Ao longo da sua vida fez um pouco de tudo, esteve uns anos na tropa, trabalhou nas obras, na área da publicidade, e passou por vários trabalhos temporários. Durante um período largo da sua vida, levantava-se muitas vezes pelas 5h da manhã para ir trabalhar, regressando apenas ao final do dia, sendo que durante todo este tempo, sempre cumpriu com os seus descontos para a segurança social. Ricardo questiona frequentemente de que lhe valiam agora as suas contribuições ao longo dos anos pois não vê retorno nenhum, apenas o rendimento que recebe de 229€ mensais, com os quais não consegue garantir um teto, para além de ter de pagar também a sua medicação, sendo que parte desta não é comparticipada.
Ricardo não viveu sempre em Lisboa, há uns anos atrás decidiu emigrar para a Holanda à procura de melhores condições, mas revela de forma emocionada que as coisas não correram como esperava, acabando por passar dificuldades. Na Holanda teve de dormir na rua, passou muita fome, e por fim viu-se obrigado a recorrer à prostituição para sobreviver. Acabou por regressar a Portugal e instalou-se na Rua do Benformoso, no bairro da Mouraria, onde viveu durante cerca de oito anos, recebendo apoio da Junta de Freguesia ao nível da habitação, alimentação e transportes. Após uma divergência com o senhorio desta casa, foi obrigado a sair e foi direcionado pela Santa Casa da Misericórdia para uma pensão na Rua da Atalaia, porém, não pôde permanecer neste quarto mais do que dois dias. Desde aí que vai arranjando soluções temporárias, também com o apoio da Santa Casa, mas segundo Ricardo, a instituição apenas lhe concede uma credencial com a qual consegue pagar um quarto em determinados lugares identificados, sempre no valor de 40€ diários. Mesmo pedindo dinheiro nas ruas, Ricardo revela que nunca consegue arranjar este valor, sendo uma ajuda ineficaz para quem não tem rendimentos.
•••••
### Enunciado da tarefa
Transcreva, do excerto sobre a vida de Ricardo, o trecho que começa em "Ao longo da" e segue até "não é comparticipada.". Os itens que se seguem não são necessários para resolver a tarefa.

[Registos de origem]
•••••
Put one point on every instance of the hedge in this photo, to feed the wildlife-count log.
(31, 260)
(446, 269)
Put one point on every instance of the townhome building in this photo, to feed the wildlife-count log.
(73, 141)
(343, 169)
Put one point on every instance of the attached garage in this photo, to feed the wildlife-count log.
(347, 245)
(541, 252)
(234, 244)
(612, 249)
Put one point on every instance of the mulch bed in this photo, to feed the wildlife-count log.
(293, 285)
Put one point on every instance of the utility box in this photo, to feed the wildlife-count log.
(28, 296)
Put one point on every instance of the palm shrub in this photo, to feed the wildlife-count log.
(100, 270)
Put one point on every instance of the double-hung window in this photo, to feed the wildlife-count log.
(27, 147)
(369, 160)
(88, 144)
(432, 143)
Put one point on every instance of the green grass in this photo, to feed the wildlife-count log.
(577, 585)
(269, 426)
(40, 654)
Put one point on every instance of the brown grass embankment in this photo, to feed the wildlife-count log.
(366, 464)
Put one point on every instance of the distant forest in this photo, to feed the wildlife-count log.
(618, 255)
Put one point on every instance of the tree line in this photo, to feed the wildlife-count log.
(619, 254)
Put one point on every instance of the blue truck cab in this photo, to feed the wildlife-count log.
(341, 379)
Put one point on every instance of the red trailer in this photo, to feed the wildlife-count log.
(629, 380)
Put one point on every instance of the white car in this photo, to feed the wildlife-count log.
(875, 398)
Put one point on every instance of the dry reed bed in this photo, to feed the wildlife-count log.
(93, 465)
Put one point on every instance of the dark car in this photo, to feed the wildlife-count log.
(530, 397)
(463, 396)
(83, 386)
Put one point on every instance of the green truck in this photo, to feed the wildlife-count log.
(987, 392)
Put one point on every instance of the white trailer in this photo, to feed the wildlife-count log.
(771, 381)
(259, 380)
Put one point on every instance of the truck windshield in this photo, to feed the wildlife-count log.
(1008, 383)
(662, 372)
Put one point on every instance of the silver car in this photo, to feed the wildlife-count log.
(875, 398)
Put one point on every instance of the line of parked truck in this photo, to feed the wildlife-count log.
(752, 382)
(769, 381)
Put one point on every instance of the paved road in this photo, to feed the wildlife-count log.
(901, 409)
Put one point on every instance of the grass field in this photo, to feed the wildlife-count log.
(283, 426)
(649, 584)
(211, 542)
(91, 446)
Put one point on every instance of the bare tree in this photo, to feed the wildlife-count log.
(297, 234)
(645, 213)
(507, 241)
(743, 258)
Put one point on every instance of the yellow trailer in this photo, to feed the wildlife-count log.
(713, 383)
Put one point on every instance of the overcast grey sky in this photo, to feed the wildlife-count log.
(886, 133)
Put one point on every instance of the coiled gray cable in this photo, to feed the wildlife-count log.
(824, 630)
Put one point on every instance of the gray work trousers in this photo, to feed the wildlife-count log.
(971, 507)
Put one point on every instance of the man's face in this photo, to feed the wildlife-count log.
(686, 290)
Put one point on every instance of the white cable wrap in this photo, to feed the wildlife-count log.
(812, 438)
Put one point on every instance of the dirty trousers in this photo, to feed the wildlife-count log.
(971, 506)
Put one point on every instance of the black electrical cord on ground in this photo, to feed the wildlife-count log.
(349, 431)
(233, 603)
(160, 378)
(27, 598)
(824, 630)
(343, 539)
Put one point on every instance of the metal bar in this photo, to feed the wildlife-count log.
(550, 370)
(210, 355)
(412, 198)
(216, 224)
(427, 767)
•••••
### Resolução
Ao longo da sua vida fez um pouco de tudo, esteve uns anos na tropa, trabalhou nas obras, na área da publicidade, e passou por vários trabalhos temporários. Durante um período largo da sua vida, levantava-se muitas vezes pelas 5h da manhã para ir trabalhar, regressando apenas ao final do dia, sendo que durante todo este tempo, sempre cumpriu com os seus descontos para a segurança social. Ricardo questiona frequentemente de que lhe valiam agora as suas contribuições ao longo dos anos pois não vê retorno nenhum, apenas o rendimento que recebe de 229€ mensais, com os quais não consegue garantir um teto, para além de ter de pagar também a sua medicação, sendo que parte desta não é comparticipada.